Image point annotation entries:
•••••

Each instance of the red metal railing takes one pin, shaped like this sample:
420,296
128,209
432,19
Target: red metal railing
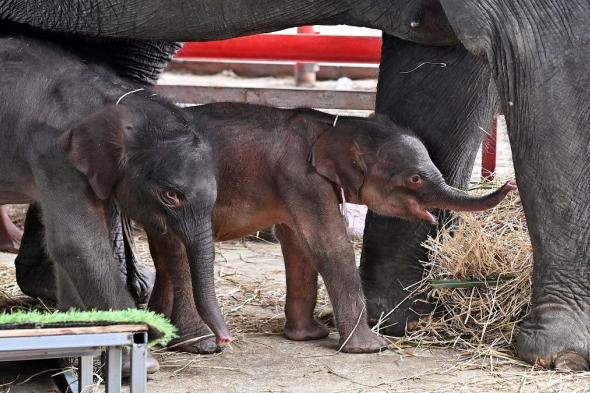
314,48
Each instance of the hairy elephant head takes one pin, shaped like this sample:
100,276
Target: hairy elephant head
388,168
146,154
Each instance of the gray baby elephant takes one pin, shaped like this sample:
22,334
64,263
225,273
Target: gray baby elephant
291,169
73,138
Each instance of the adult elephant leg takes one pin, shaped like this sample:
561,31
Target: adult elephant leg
542,75
445,95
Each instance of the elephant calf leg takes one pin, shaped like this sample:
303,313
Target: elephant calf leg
302,282
10,235
173,296
324,242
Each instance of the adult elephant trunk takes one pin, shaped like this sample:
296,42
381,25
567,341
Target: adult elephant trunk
450,198
201,256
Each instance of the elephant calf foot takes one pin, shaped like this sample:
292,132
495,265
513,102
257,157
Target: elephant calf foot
555,337
363,342
310,329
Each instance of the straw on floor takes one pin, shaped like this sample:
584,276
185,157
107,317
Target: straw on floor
479,277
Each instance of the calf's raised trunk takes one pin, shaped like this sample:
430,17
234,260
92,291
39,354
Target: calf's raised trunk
447,197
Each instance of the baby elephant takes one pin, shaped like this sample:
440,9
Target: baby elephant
291,169
73,137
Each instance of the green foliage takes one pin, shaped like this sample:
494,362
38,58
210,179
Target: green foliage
157,323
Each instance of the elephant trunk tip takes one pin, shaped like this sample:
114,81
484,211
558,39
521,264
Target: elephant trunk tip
224,340
509,186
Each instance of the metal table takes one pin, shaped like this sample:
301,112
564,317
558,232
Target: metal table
84,343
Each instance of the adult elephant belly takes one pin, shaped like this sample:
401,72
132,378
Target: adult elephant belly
446,96
542,73
136,38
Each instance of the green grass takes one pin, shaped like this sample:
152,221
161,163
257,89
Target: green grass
157,323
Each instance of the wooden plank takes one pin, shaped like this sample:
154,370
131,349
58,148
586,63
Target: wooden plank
284,98
72,330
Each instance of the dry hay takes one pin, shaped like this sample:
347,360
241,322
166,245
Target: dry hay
479,278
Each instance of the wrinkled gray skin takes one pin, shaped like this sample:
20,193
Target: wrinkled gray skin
69,148
538,52
303,159
422,100
511,37
35,273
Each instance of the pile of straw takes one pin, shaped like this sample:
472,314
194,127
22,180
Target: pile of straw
479,277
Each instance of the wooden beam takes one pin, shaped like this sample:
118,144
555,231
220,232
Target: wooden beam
284,98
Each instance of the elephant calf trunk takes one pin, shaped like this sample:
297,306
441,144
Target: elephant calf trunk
453,199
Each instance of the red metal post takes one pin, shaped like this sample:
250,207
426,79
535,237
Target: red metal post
305,72
289,47
488,152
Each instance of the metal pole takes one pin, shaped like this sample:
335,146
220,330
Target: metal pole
85,372
138,357
114,362
305,73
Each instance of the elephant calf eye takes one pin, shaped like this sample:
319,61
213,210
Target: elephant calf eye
170,198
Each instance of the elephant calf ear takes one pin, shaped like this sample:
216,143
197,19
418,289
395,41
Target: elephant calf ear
337,157
95,147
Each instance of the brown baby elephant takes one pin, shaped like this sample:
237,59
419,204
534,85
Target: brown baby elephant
291,169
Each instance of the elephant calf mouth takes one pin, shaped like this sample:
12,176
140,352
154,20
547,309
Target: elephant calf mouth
420,212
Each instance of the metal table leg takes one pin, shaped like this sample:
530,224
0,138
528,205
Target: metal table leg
85,372
138,368
113,369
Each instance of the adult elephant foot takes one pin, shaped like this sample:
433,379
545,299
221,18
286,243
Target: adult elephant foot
363,343
305,330
414,86
556,337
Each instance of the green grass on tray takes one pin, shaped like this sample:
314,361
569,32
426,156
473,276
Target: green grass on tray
156,322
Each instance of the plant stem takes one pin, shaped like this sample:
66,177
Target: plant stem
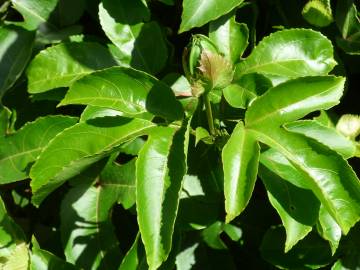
209,114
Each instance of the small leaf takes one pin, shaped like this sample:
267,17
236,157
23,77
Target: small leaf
86,229
132,92
74,149
318,12
19,151
298,208
230,37
240,158
160,167
196,13
16,46
61,65
289,54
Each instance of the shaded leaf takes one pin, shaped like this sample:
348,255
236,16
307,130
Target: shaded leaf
298,208
16,46
240,158
86,229
160,167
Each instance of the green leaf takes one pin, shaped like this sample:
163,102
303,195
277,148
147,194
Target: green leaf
298,208
329,229
119,181
15,50
135,257
289,54
18,151
240,158
160,167
132,92
318,12
325,135
35,12
196,13
328,175
310,253
44,260
92,112
75,149
86,229
141,45
61,65
230,37
245,90
294,99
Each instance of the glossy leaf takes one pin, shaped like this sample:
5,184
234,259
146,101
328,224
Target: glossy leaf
196,13
230,37
74,150
294,99
298,208
135,257
325,135
240,158
44,260
160,167
244,91
19,151
119,181
311,253
329,229
290,54
16,45
141,45
35,12
132,92
61,65
86,229
330,177
318,12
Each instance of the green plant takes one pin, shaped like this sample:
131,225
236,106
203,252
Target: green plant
107,150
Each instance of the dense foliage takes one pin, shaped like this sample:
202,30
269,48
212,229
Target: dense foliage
169,134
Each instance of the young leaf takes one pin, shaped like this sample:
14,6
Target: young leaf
290,54
19,150
79,146
196,13
240,158
141,45
15,50
330,177
230,37
325,135
86,230
160,167
294,99
298,208
61,65
132,92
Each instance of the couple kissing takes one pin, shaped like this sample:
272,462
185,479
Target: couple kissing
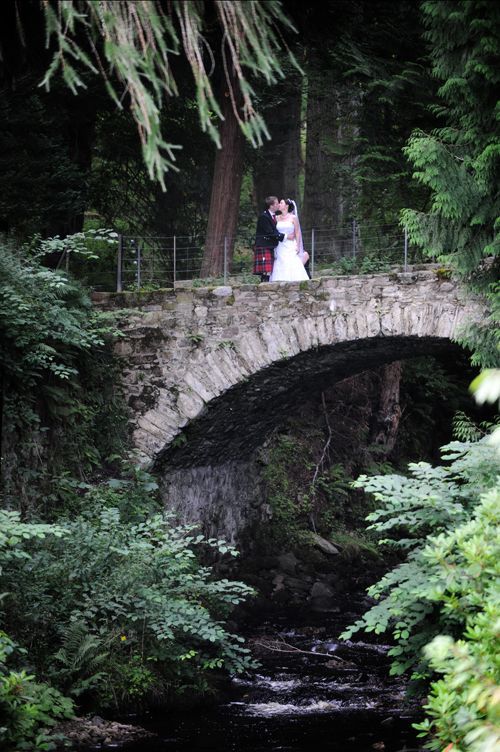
279,254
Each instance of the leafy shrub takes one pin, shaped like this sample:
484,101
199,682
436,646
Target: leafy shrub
57,378
429,502
463,707
121,608
29,710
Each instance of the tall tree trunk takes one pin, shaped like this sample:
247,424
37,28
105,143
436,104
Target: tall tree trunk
279,162
330,191
225,196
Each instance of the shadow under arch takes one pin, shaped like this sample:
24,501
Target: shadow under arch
235,424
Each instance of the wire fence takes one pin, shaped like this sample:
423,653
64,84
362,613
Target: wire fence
152,262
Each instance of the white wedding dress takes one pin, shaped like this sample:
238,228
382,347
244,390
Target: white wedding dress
287,265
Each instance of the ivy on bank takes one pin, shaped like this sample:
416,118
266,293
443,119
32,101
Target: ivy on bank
60,408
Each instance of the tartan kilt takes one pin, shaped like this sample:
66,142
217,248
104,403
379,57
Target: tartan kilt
263,259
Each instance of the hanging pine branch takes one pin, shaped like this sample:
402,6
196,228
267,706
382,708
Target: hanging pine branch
133,43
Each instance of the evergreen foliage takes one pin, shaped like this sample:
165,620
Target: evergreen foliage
137,41
463,708
459,161
41,187
431,501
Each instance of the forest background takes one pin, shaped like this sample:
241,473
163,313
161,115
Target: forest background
380,113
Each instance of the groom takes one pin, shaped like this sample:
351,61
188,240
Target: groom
267,238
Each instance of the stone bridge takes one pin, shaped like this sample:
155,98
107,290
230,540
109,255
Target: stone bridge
209,372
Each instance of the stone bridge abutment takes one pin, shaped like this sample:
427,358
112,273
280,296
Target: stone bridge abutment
209,372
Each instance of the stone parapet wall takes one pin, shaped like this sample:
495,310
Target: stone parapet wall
196,357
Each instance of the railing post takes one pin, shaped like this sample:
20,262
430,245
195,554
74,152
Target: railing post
138,257
313,243
175,258
406,249
119,265
225,259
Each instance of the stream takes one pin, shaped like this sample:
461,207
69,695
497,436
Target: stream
310,691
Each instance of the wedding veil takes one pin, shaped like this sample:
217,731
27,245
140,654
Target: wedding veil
295,208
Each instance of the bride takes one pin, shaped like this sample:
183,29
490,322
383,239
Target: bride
289,258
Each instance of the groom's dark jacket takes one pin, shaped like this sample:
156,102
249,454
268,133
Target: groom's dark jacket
267,238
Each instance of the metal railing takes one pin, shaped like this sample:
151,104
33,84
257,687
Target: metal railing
151,262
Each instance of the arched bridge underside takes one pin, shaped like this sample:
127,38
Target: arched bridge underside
209,372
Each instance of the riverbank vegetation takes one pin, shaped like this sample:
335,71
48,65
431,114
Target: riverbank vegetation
388,115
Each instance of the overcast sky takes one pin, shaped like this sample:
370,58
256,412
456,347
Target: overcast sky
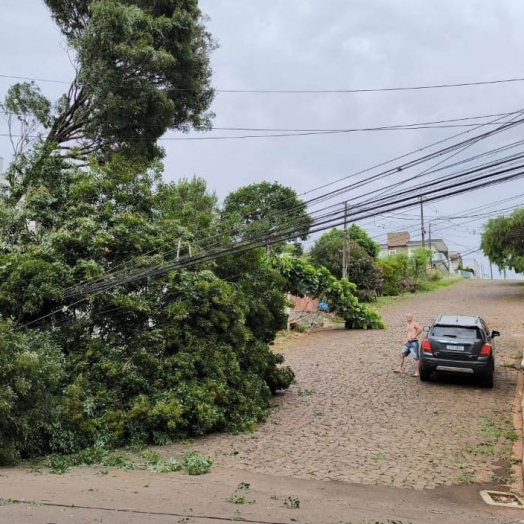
326,45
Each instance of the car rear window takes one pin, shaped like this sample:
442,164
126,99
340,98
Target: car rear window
456,332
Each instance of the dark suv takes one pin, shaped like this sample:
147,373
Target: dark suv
457,344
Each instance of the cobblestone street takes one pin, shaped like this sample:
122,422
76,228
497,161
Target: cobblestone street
350,418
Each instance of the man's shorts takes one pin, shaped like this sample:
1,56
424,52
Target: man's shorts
411,347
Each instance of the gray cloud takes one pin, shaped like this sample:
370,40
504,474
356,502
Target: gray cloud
315,44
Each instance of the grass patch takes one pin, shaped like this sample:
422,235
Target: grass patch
427,286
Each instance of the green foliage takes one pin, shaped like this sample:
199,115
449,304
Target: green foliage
327,250
31,369
303,279
267,210
403,273
362,268
148,361
393,275
142,68
503,241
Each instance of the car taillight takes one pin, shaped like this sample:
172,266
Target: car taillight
486,350
426,346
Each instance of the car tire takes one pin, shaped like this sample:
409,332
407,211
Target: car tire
487,381
424,374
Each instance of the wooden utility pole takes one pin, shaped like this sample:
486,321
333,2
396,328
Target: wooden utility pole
430,250
345,244
422,222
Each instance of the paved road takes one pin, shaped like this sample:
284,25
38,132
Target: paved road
350,418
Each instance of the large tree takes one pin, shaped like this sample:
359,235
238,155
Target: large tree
132,348
142,68
267,212
327,250
503,241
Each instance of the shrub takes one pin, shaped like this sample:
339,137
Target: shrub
31,369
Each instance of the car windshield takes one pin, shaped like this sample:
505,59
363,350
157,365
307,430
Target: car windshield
456,332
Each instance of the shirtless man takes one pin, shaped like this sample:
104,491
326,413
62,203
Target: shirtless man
413,332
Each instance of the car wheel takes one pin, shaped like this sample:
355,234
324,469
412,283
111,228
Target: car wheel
487,381
424,374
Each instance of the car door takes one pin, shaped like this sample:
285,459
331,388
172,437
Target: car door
452,342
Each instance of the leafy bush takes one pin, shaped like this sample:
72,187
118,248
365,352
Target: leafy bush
31,369
303,279
145,362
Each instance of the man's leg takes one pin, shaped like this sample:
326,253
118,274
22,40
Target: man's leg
414,348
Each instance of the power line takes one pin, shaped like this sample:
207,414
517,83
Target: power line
325,219
314,91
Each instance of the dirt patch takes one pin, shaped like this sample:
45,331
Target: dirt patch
350,441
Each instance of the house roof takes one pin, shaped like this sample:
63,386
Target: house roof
437,244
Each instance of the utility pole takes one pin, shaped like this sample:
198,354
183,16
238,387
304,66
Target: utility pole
345,244
422,222
430,250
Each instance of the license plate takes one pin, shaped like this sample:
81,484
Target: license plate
455,348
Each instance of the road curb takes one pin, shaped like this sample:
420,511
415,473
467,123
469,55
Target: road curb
518,447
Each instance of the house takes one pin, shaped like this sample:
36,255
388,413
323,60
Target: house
455,262
400,242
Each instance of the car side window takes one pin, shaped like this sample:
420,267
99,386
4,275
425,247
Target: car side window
468,333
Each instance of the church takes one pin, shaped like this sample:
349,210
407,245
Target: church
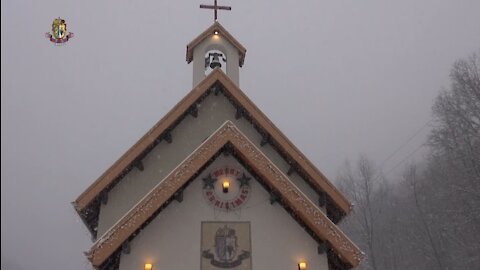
215,185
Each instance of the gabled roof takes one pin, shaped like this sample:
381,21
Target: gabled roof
221,31
314,176
244,149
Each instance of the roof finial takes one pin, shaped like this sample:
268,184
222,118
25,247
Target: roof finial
216,7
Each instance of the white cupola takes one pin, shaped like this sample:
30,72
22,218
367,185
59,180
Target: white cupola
215,48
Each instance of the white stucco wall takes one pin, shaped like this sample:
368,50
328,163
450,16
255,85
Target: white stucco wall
172,239
187,136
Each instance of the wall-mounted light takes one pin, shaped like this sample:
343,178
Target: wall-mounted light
225,186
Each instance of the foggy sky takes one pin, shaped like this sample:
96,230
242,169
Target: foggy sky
361,76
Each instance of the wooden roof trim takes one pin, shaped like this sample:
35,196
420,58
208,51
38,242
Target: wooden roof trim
223,32
305,209
315,176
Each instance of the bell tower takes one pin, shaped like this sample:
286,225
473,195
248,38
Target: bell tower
215,48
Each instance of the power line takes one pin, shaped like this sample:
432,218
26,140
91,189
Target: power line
380,171
404,143
403,160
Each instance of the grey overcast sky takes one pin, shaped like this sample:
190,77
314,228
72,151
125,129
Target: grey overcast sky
338,77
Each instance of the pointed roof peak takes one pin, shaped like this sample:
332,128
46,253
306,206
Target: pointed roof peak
216,29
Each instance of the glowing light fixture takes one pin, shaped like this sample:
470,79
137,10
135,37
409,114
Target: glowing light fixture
225,186
302,266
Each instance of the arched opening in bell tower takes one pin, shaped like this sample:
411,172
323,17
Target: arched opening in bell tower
215,59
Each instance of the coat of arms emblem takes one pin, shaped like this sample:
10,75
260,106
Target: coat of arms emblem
59,32
228,247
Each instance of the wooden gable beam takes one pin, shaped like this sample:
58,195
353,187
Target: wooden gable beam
315,177
306,210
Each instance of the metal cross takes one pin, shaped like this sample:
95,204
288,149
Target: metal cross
215,7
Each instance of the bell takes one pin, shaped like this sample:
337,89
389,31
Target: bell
215,61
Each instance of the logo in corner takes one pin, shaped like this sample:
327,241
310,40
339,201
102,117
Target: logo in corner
59,34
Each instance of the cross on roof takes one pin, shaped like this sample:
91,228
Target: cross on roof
216,7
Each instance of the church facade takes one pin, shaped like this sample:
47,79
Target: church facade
215,185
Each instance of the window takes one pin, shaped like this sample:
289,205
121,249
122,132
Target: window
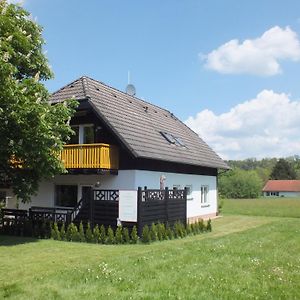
173,139
66,195
2,198
274,193
88,135
74,138
84,134
179,142
189,190
204,194
177,186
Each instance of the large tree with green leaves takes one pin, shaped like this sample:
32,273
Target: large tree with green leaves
32,132
283,170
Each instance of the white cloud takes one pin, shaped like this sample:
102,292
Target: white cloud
259,56
21,2
267,126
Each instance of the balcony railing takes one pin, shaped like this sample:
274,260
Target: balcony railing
90,156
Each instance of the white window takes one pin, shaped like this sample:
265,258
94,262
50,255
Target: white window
2,198
189,191
204,194
84,134
66,195
275,194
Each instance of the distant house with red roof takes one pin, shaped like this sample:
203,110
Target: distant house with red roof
282,188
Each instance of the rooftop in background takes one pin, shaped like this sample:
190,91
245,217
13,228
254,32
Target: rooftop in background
138,124
282,186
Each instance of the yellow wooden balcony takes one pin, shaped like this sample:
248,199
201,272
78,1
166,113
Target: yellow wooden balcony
90,156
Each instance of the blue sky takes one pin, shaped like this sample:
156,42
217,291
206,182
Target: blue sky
230,69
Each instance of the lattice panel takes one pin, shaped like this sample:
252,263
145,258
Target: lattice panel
176,194
106,195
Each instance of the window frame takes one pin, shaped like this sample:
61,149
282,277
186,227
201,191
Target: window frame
204,195
59,203
189,193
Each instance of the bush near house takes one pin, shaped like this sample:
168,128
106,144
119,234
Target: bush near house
157,232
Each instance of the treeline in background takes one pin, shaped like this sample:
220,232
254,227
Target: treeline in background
247,177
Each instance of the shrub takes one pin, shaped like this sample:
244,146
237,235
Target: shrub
55,234
163,231
63,232
125,234
189,229
81,234
201,225
208,225
169,232
72,233
146,238
134,235
89,234
153,232
96,233
110,236
119,235
102,235
178,229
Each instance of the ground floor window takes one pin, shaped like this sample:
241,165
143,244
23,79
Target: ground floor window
204,194
66,195
2,198
189,190
274,193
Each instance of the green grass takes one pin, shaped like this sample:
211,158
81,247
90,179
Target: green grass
275,207
244,257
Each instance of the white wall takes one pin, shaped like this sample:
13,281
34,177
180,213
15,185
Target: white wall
46,193
131,180
194,207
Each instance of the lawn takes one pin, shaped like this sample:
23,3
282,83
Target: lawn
275,207
245,257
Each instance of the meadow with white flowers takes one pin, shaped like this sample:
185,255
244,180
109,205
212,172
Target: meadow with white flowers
244,257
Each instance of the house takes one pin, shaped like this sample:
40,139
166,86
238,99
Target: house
122,143
282,188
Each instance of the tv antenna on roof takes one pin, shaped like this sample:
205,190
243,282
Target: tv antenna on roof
130,88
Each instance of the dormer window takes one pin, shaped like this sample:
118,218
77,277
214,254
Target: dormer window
173,139
84,134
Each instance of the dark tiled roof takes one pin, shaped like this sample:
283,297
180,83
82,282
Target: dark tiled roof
138,124
282,186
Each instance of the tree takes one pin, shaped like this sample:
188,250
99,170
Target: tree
240,184
32,131
283,170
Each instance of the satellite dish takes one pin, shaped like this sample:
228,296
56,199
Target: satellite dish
130,90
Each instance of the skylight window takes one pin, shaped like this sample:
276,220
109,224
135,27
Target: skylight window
173,139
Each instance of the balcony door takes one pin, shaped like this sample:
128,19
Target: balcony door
84,134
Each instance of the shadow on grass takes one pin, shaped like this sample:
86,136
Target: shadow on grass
9,240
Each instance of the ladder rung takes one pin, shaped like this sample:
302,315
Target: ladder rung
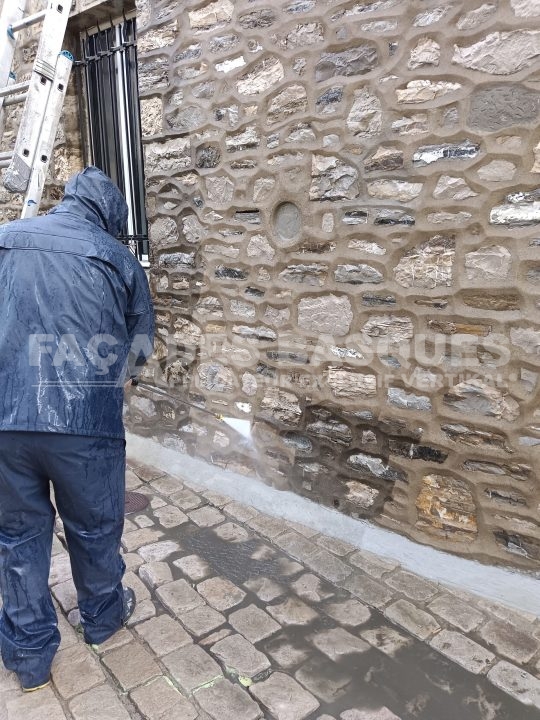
14,89
26,22
15,100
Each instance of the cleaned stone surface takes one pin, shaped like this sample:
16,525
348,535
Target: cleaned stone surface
348,612
75,671
419,623
465,652
131,665
509,641
191,667
225,701
386,639
516,682
458,613
160,700
500,53
284,698
292,612
202,620
163,634
221,593
253,623
338,643
179,597
237,654
90,705
40,706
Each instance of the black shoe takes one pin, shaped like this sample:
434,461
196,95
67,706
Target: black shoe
129,605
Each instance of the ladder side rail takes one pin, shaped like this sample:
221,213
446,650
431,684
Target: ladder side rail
47,139
11,13
53,30
52,36
18,173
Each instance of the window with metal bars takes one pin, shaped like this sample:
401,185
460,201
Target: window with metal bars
110,89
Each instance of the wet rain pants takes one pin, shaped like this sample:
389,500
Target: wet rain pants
88,477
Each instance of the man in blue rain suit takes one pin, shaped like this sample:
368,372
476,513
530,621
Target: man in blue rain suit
76,321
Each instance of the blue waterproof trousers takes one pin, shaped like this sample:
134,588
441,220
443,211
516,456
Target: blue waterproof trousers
88,477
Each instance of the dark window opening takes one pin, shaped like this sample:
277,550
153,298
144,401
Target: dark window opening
109,78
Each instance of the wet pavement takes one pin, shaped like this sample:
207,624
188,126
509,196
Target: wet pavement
244,616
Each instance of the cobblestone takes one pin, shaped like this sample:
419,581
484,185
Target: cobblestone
419,623
368,590
348,612
163,634
371,564
338,642
455,612
36,706
284,698
202,620
386,639
292,612
509,641
191,667
179,597
159,700
320,650
206,517
131,665
237,654
465,652
155,573
75,670
90,705
221,593
253,623
411,585
194,567
516,682
225,701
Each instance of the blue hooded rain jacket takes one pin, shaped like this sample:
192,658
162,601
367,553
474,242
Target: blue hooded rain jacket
76,314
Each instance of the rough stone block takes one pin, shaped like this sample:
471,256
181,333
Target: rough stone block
253,623
75,671
191,667
91,704
163,634
284,698
221,593
416,621
464,652
239,655
225,701
158,700
131,665
179,597
516,682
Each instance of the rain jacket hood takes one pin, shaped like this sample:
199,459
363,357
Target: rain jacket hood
92,195
77,316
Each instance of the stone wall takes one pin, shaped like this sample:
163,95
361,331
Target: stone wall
68,148
344,207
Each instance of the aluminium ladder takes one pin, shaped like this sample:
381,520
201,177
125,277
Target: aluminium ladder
25,167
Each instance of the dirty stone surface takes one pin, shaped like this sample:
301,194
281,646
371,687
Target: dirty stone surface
243,616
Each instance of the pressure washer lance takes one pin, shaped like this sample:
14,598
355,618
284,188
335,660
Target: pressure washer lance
242,427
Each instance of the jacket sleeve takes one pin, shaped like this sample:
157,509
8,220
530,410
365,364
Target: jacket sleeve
139,323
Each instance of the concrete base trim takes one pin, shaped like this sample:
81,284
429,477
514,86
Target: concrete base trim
513,588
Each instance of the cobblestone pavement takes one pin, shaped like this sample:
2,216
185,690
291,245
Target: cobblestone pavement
243,616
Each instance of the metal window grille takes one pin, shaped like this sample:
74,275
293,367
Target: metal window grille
109,75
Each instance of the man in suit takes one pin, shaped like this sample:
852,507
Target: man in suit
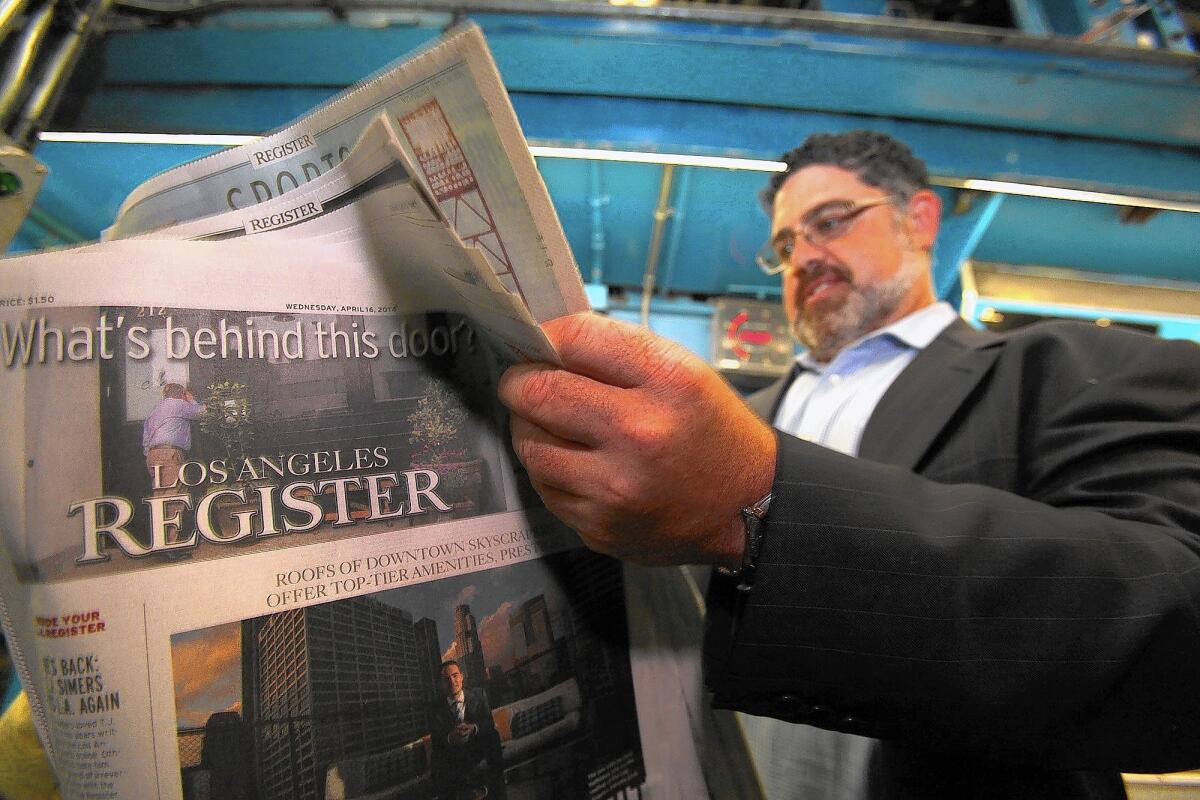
463,734
979,552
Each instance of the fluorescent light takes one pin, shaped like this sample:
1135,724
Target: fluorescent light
677,160
1061,193
210,139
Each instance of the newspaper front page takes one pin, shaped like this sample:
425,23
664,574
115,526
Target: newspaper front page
261,608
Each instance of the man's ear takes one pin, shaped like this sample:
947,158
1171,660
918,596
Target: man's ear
924,215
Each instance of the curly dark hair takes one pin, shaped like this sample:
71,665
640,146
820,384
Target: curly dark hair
875,157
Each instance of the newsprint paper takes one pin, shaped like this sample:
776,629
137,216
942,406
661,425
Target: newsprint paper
257,491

•••••

Task details: Take the line that contains "Each instance of the fluorescent" and every line after it through the end of the listing above, and repeat them exactly.

Expected output:
Each instance of the fluorescent light takes one pin, shaped like this sample:
1135,724
Target: fluorescent light
677,160
1061,193
210,139
Each instance of the newspaper front page takes one pin, shaped like this sample:
425,23
664,574
115,526
Target: newspaper front page
261,608
Each instance of the man's ear takes one pin, shaped like this sample:
947,158
1171,660
918,596
Target: man's ear
924,215
Each instance of the curly dark hair takes one pin, shaped like this sample:
71,665
640,146
820,384
Target: curly dark hair
875,157
Each instance of the newsprint paper takes one pin, shaped like this sample:
776,629
137,216
942,406
661,425
Target: newsprint paper
257,491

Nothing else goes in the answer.